# Problem requirements
Each of the entries should be retyped precisely as it appears.

#### Supplied data ####

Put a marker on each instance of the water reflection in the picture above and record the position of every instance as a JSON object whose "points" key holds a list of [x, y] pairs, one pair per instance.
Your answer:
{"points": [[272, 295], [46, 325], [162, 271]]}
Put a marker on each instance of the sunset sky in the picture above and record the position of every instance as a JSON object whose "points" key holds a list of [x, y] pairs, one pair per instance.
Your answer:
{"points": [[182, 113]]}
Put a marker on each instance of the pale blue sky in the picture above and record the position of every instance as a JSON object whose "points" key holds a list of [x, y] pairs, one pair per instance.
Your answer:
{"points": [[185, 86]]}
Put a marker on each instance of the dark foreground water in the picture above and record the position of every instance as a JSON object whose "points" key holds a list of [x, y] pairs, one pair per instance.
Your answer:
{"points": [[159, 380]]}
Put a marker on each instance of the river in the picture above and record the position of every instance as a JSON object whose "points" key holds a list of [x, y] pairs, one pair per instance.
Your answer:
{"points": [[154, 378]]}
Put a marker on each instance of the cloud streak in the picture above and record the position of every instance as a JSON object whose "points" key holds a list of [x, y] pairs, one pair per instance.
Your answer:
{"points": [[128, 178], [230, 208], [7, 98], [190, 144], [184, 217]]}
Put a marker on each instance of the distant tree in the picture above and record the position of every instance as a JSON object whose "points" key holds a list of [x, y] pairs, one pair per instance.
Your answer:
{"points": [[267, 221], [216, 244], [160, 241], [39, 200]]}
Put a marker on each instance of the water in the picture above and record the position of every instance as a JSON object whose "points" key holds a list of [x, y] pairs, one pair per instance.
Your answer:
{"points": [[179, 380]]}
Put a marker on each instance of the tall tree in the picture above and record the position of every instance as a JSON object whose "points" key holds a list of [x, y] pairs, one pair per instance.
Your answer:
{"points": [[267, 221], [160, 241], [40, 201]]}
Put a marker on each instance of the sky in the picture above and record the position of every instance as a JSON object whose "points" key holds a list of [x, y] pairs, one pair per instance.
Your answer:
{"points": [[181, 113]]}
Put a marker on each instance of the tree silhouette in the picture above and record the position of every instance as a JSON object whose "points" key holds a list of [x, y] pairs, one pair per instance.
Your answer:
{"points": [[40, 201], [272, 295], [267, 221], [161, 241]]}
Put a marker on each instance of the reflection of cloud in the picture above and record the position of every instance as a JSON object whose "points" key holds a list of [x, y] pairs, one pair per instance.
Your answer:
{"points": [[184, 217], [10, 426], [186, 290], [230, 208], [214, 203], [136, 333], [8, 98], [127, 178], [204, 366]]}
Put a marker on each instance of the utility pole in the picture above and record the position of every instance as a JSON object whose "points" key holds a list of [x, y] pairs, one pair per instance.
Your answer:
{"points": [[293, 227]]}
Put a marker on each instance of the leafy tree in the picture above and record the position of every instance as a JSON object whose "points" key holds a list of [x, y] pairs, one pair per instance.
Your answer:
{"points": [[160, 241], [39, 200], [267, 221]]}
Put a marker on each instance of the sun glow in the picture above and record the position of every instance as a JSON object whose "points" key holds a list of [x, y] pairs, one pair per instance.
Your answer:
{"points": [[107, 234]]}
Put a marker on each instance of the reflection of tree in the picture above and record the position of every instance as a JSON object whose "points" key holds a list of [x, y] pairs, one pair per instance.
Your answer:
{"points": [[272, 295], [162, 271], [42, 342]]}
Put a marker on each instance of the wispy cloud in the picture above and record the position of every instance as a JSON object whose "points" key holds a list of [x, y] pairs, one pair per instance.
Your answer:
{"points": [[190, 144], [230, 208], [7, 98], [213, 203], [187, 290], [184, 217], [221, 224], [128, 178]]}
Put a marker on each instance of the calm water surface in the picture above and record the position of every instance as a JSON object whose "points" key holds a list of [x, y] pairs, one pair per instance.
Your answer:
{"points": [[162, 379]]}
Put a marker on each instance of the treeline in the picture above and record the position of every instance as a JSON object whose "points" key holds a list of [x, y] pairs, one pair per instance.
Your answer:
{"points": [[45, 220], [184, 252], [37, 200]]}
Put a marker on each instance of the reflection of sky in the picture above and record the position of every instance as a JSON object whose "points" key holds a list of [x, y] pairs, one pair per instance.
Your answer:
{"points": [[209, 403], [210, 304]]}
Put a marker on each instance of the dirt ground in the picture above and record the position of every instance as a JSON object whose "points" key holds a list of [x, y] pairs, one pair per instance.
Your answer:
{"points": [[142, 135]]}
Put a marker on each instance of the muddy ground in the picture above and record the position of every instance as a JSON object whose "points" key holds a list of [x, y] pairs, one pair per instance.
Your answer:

####

# Exercise response
Put a marker on each instance of the water reflection in the picture above and record the position of every instance as a JSON object whose "points" key holds a list of [x, y] pairs, one pair per instance.
Your answer:
{"points": [[272, 295], [46, 325], [162, 271]]}
Put a marker on each instance of the sunset sky in the picture above and record the position of every instance as a JSON object whose "points" key holds a list of [x, y] pairs, one pair per instance.
Your answer:
{"points": [[182, 113]]}
Put a marker on each instance of the pale blue sky in the picture above and record the position of every instance as a JSON object whose "points" key holds a list of [x, y] pairs, one pair per instance.
Your answer:
{"points": [[185, 86]]}
Put a marker on each instance of the dark foreground water in the picture above and record the position of every instance as a JSON object whose "points" key holds a list of [x, y] pairs, one pair per instance.
Your answer:
{"points": [[159, 380]]}
Put a marker on each instance of the river in the picture above and record the position of every instance as a JSON object whose "points" key holds a list of [x, y] pairs, one pair per instance.
Your answer:
{"points": [[154, 378]]}
Put a marker on each instance of the cloud streak in the picture above and record the position of every instance as a JSON object whose "points" key holds a list of [x, y] pairs, one pair per instance.
Your answer:
{"points": [[128, 178], [230, 208], [7, 98], [190, 144], [184, 217]]}
Put a marker on each instance of the distant tree in the picture above and record the position of every instance as a JSON object whose "points" key holds a list of [x, y] pairs, one pair per instance.
Your answer:
{"points": [[267, 221], [216, 244], [160, 241], [39, 200]]}
Put a marker on each instance of the water in the picture above and record the position of every instance as a JSON object whose "points" key holds a list of [x, y] pairs, one pair per instance.
Your answer:
{"points": [[179, 380]]}
Put a marker on each instance of the tall tree in the picture above and record the position of every instance as a JSON object whose "points" key holds a list of [x, y] pairs, one pair per instance.
Your answer:
{"points": [[267, 221], [160, 241], [40, 201]]}
Put a marker on each instance of the sky in the picture above and record the position of every instance as a JSON object whose "points" key holds a list of [x, y] pairs, one pair per instance.
Your answer:
{"points": [[181, 113]]}
Put a marker on each instance of the tree silhouette in the picture above and record the position of every instance as a JSON object whose "points" key holds a list of [x, y] pairs, one pair per instance.
Your answer:
{"points": [[40, 201], [272, 295], [267, 221], [161, 241]]}
Put a marker on each instance of the reflection of cloud in the picture above and record the position of every instance as a JSON object whose "points" key holds a list of [x, y] pairs, one pair per instance.
Your answer:
{"points": [[184, 217], [10, 426], [186, 290], [230, 208], [214, 203], [136, 333], [8, 98], [127, 178], [204, 366]]}
Put a marker on each instance of the utility pole in the picture above and record the position of every instance as a JSON object whose "points" key holds a list of [x, y] pairs, one pair per instance.
Your answer:
{"points": [[293, 227]]}
Put a marker on each instance of the leafy tree in the picture above and record the position of every instance as a JSON object whose "points" key holds a list of [x, y] pairs, one pair per instance.
Your answer:
{"points": [[160, 241], [39, 200], [267, 221]]}
Put a marker on each instance of the sun glow in the picture above and record the position of every instance as a JSON object whose "points" key holds a list of [x, y] pairs, one pair per instance.
Your answer:
{"points": [[107, 234]]}
Put a marker on each instance of the reflection of tree in the picture above and record the position of every instance as a JSON object whose "points" key holds a list of [x, y] pairs, one pair per instance.
Your answer:
{"points": [[272, 295], [162, 271], [42, 342]]}
Put a marker on each instance of the wispy cloud in the picture above and record the position of every instance as a JSON object whose "points" key holds a list of [x, y] pairs, one pair per instance.
Your answer:
{"points": [[190, 144], [230, 208], [7, 98], [213, 203], [187, 290], [184, 217], [221, 224], [128, 178]]}
Put a marker on each instance of the calm water surface in the picture above and record the position of every instance as a JSON object whose "points" key holds a list of [x, y] pairs, one pair per instance.
Your answer:
{"points": [[162, 379]]}
Put a marker on each instance of the treeline in the picture above and record the position of every instance as a JSON object whose "points" key holds a list of [x, y] pairs, one pair per instance.
Your answer:
{"points": [[45, 220], [184, 252], [37, 200]]}
Put a marker on each instance of the reflection of sky in the picture above and record the position of every instance as a JSON object whose "points" key holds a list of [x, y] pairs, one pair per instance.
Your answer:
{"points": [[209, 403], [210, 304]]}
Put a marker on each instance of the dirt ground in the picture above and record the position of every instance as a JSON object whose "points" key holds a list of [x, y] pairs, one pair per instance.
Your answer:
{"points": [[142, 135]]}
Put a marker on each instance of the muddy ground in the picture above and record the position of every instance as a JSON object whose "points" key holds a list of [x, y] pairs, one pair per instance.
Your answer:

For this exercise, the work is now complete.